> Exercise objective:
Extract every line below that contains the string "door", matching case exactly.

> Data to use:
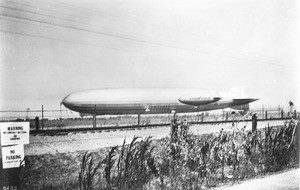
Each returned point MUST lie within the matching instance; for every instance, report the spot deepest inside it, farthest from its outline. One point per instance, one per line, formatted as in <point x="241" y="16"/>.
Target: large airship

* * *

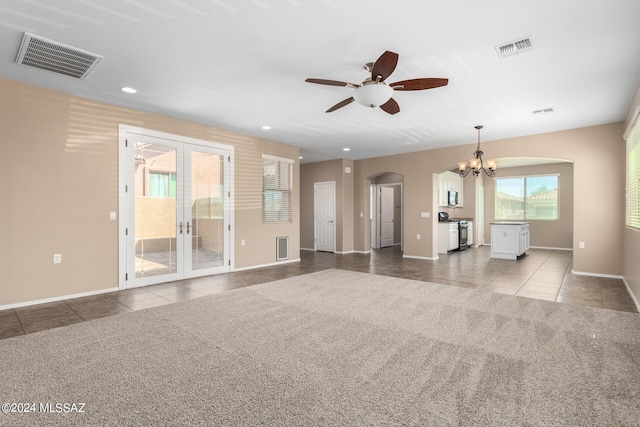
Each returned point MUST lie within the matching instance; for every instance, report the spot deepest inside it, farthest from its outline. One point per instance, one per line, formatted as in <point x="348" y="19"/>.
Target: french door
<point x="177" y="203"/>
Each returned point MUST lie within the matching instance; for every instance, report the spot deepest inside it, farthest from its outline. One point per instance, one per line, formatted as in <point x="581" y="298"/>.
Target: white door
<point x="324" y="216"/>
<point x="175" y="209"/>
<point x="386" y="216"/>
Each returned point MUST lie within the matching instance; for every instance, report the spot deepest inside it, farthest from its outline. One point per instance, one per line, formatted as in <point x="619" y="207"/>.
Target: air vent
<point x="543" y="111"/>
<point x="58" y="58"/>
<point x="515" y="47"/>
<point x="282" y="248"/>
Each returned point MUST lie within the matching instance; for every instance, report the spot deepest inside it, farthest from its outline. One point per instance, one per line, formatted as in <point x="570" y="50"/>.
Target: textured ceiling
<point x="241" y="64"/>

> Correct result:
Target: french door
Target: white door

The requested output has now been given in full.